● **Task directions**:
Gather every line of the listing below that contains the word "white", matching case exactly.

*** Data rows ***

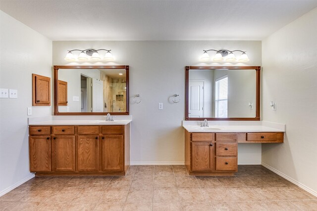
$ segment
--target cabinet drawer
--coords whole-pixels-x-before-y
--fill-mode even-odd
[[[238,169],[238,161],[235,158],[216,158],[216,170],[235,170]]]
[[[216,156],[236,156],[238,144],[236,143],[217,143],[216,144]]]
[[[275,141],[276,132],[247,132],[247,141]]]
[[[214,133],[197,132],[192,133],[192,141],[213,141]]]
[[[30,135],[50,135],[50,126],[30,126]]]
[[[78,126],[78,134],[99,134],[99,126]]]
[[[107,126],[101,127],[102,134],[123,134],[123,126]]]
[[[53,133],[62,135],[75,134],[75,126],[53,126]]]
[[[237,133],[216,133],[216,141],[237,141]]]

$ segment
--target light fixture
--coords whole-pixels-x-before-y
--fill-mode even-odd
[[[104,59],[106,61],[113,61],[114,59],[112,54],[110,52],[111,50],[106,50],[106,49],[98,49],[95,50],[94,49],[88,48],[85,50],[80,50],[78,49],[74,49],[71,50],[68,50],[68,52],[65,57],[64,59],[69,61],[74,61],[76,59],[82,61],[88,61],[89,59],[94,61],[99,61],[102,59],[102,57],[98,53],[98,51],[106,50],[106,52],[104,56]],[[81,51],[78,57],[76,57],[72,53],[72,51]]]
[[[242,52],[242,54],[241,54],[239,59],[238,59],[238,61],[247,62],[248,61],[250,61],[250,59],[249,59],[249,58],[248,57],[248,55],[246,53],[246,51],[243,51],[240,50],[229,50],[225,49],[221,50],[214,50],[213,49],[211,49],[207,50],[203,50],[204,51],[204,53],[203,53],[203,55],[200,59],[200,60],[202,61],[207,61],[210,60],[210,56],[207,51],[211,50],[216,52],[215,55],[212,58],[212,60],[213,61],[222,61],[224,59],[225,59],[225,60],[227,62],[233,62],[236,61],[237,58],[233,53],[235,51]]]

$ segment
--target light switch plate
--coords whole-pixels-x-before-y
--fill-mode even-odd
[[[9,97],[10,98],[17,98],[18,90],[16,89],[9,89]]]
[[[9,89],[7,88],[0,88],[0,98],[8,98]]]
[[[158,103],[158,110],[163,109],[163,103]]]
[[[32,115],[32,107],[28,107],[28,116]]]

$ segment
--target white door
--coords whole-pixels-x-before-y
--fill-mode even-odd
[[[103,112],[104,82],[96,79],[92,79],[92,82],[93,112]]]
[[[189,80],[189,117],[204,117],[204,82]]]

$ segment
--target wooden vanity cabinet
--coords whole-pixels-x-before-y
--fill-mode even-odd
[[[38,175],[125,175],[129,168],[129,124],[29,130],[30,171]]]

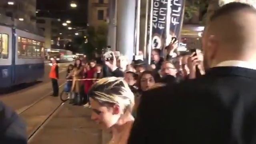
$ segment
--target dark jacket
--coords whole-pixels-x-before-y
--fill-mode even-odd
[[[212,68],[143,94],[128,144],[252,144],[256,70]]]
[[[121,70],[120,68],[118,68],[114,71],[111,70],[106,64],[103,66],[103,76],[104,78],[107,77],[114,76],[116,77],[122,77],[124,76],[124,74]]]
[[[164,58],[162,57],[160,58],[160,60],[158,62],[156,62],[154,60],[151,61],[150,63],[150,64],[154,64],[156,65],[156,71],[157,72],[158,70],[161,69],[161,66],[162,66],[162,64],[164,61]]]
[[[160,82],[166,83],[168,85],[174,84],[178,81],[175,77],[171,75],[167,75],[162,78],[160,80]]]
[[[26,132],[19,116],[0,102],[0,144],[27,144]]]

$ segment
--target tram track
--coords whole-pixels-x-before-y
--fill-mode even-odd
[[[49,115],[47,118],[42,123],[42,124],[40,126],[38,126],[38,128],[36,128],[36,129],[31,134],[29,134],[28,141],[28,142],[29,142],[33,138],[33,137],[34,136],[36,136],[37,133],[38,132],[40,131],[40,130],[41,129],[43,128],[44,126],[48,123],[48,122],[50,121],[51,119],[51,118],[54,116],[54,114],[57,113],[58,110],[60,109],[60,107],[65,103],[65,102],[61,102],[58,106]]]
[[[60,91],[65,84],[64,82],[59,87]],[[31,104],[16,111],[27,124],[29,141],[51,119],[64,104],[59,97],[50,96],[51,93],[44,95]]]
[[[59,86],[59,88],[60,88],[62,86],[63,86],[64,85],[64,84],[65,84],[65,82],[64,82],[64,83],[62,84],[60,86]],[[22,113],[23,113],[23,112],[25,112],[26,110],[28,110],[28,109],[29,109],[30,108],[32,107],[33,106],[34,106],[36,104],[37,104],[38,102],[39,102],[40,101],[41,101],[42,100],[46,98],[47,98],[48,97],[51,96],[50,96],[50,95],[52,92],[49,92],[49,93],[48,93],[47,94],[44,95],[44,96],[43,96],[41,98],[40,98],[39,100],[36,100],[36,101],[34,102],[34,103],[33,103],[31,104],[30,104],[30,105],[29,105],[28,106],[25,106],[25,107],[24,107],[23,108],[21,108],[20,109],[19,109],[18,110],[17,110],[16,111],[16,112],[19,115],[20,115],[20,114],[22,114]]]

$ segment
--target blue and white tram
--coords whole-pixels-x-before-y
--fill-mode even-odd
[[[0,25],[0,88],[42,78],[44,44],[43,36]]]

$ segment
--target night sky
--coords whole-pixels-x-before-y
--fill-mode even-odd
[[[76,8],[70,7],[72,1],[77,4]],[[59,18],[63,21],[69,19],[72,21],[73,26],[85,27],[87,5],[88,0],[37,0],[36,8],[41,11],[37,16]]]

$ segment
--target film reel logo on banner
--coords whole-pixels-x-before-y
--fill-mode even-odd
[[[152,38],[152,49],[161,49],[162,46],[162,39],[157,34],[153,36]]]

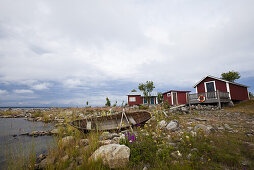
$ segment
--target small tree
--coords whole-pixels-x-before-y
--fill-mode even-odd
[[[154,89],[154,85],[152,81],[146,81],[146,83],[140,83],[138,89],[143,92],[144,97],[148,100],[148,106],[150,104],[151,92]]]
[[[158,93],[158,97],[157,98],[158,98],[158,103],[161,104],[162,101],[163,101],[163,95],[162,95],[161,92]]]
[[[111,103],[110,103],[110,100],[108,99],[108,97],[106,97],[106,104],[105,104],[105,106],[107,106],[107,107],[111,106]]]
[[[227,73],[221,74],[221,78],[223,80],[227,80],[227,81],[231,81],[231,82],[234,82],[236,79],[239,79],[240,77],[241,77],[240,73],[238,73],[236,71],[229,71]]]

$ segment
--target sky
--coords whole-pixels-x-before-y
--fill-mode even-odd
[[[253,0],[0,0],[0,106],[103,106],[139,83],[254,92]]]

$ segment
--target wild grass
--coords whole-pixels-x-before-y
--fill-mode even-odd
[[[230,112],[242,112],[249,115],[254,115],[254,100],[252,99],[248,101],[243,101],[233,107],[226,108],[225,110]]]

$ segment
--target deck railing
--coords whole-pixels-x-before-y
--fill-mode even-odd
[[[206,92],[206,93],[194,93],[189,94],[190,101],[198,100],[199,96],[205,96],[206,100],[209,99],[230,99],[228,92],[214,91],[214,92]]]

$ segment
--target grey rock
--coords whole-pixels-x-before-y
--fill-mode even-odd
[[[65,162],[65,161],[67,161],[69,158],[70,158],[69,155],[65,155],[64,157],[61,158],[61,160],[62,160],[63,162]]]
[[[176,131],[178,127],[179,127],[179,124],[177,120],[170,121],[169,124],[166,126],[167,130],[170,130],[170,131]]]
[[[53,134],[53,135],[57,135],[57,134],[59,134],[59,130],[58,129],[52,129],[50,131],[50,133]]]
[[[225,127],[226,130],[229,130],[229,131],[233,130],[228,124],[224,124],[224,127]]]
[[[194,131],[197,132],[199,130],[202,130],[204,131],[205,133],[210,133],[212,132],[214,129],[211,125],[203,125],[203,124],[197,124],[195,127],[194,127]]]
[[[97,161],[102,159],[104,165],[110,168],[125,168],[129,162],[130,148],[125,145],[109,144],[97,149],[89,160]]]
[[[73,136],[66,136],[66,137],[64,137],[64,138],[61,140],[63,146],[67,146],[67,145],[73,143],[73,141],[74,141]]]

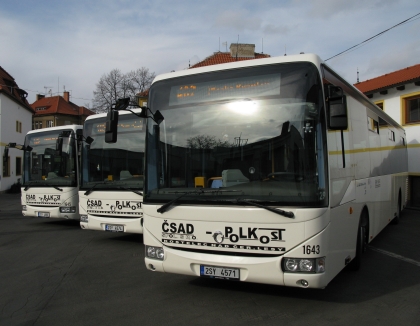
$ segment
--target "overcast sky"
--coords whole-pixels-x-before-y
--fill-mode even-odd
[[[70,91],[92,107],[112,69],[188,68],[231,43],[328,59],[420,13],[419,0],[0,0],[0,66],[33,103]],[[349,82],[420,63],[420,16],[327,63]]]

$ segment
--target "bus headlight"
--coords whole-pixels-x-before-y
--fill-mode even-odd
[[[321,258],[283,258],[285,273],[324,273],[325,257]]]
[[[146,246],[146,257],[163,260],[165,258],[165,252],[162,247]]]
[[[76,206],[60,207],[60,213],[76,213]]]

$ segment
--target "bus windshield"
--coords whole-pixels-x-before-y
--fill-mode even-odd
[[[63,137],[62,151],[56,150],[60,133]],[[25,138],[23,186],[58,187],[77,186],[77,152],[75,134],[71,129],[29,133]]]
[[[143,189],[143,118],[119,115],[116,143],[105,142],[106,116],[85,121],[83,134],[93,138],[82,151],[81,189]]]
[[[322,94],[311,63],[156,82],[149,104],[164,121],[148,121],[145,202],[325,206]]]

***
*** Data rows ***

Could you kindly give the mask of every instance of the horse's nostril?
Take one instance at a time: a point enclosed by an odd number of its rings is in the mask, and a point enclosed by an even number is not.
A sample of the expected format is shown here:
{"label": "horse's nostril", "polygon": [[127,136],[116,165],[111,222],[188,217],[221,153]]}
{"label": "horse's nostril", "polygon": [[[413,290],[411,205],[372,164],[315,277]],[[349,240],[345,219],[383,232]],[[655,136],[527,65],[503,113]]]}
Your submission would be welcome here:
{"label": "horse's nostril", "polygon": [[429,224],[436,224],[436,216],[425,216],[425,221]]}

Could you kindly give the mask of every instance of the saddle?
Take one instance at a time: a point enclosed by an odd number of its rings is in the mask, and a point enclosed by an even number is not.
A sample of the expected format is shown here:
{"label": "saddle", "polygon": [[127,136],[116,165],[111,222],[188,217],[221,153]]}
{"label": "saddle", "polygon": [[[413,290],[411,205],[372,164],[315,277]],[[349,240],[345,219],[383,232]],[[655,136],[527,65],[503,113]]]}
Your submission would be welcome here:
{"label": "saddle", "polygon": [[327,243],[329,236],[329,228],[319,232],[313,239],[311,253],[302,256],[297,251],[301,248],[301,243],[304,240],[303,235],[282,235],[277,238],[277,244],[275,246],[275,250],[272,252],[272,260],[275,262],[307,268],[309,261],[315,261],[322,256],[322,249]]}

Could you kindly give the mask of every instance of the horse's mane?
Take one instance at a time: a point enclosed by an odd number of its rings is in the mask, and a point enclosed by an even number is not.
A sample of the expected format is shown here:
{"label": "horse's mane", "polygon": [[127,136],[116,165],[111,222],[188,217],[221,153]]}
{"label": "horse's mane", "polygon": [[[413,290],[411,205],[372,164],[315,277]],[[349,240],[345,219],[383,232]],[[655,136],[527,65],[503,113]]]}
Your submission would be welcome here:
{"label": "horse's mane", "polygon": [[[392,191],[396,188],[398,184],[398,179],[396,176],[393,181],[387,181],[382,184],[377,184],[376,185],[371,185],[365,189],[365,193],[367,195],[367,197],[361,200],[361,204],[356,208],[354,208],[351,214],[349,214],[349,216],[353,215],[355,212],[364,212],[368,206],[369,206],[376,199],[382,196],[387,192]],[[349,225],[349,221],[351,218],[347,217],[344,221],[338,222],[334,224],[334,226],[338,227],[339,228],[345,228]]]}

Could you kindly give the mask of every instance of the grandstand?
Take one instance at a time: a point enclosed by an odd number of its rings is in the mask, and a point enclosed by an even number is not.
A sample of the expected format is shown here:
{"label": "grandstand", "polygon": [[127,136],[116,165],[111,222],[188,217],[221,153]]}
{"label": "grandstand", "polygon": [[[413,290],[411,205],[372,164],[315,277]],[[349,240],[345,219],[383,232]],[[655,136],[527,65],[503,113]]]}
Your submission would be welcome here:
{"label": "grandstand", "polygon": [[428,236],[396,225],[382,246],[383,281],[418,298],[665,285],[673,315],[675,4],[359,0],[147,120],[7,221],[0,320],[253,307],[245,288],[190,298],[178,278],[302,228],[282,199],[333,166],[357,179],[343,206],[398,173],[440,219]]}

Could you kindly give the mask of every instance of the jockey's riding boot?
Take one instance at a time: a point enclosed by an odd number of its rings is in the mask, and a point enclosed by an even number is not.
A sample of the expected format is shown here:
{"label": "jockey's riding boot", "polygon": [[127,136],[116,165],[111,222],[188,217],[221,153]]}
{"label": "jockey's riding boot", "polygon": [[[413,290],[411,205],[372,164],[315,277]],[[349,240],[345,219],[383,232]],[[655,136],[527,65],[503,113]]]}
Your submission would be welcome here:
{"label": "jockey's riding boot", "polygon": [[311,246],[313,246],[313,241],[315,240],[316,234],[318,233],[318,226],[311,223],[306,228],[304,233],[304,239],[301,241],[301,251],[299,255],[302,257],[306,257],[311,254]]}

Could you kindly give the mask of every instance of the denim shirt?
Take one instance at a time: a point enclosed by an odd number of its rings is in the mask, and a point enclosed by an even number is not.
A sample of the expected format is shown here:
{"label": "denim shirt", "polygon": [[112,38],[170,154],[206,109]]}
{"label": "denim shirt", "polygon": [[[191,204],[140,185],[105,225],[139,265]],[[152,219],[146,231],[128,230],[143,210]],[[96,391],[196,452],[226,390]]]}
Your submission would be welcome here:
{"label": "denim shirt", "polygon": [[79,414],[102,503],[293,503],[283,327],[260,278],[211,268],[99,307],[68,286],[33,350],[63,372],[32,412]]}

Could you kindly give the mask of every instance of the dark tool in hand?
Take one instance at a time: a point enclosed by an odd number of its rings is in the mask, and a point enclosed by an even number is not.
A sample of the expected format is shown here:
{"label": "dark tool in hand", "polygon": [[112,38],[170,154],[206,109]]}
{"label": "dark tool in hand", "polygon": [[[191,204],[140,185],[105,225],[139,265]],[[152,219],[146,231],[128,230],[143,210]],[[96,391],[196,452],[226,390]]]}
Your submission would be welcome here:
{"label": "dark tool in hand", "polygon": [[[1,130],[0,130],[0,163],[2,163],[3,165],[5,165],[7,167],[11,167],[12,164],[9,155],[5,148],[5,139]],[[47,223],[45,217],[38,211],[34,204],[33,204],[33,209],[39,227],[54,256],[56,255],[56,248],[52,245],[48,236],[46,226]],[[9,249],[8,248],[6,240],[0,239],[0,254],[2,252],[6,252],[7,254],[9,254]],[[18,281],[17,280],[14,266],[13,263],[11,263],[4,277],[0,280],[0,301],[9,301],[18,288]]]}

***
*** Data rows ***

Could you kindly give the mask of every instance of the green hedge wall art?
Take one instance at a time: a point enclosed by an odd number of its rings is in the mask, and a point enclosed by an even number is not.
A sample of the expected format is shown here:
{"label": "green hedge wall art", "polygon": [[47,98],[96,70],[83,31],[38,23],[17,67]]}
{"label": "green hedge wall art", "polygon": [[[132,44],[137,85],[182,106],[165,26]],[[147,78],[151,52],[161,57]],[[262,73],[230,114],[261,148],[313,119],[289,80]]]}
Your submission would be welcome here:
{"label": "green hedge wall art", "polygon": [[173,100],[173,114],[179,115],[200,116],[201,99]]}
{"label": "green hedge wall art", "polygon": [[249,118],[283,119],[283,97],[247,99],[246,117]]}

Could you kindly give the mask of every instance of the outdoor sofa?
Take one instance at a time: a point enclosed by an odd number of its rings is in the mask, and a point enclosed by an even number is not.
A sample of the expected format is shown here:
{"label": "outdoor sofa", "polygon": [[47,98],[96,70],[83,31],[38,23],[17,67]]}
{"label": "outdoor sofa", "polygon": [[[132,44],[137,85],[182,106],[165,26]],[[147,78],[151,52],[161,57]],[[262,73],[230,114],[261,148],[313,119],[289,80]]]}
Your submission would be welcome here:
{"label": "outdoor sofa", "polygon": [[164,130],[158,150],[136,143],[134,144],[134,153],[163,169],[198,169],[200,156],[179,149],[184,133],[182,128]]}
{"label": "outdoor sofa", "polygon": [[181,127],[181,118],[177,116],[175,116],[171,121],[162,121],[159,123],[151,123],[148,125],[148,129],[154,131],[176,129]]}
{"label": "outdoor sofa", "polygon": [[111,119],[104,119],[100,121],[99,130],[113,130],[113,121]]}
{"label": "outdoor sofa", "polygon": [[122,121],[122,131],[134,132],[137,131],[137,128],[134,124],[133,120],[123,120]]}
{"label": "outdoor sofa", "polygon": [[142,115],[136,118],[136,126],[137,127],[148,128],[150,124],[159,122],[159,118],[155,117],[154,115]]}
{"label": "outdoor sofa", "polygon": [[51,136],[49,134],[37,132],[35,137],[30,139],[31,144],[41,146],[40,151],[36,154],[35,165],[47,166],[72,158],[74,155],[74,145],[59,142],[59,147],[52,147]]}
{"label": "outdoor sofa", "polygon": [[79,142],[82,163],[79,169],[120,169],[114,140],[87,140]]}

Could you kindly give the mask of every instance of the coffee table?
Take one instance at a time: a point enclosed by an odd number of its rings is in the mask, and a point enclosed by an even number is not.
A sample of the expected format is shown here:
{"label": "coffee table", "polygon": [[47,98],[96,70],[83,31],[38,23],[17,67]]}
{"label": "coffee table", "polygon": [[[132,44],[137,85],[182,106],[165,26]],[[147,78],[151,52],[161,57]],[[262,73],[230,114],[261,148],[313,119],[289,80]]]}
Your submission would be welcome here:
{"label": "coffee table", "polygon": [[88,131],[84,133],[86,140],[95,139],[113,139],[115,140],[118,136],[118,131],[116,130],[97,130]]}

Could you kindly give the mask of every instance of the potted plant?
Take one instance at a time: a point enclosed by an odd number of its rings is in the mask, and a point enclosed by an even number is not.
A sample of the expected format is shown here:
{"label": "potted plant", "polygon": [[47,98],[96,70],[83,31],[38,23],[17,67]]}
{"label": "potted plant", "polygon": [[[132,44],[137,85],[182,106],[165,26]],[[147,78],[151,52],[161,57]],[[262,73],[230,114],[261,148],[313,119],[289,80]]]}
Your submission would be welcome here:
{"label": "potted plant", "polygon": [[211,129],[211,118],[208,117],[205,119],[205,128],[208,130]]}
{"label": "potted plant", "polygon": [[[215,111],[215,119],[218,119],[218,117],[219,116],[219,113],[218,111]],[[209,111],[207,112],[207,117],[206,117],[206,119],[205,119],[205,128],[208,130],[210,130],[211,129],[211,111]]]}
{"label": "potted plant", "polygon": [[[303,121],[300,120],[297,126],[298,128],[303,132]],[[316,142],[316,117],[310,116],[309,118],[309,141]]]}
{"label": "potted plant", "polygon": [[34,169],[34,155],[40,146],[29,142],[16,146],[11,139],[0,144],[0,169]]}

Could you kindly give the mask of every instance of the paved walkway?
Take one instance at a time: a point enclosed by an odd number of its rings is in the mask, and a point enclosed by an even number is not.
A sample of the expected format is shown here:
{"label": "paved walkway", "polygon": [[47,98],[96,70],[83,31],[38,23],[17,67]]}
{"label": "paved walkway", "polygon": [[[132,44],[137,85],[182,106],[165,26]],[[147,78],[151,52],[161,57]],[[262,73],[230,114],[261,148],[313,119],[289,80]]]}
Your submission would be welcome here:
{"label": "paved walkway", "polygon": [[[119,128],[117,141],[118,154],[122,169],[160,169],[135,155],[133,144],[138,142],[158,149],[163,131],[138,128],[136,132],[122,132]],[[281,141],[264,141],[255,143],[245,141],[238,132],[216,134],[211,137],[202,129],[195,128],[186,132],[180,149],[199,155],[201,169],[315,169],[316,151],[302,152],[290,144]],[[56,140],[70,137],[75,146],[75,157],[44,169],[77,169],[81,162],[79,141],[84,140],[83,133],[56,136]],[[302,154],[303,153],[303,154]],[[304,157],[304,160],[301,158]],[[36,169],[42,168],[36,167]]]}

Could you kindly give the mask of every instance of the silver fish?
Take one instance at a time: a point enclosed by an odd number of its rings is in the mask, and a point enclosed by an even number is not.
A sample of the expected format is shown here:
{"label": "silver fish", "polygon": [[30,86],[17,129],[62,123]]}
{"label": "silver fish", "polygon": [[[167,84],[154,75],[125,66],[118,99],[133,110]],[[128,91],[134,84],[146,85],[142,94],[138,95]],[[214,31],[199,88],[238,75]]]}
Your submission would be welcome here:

***

● **Full answer**:
--target white door
--target blue and white tram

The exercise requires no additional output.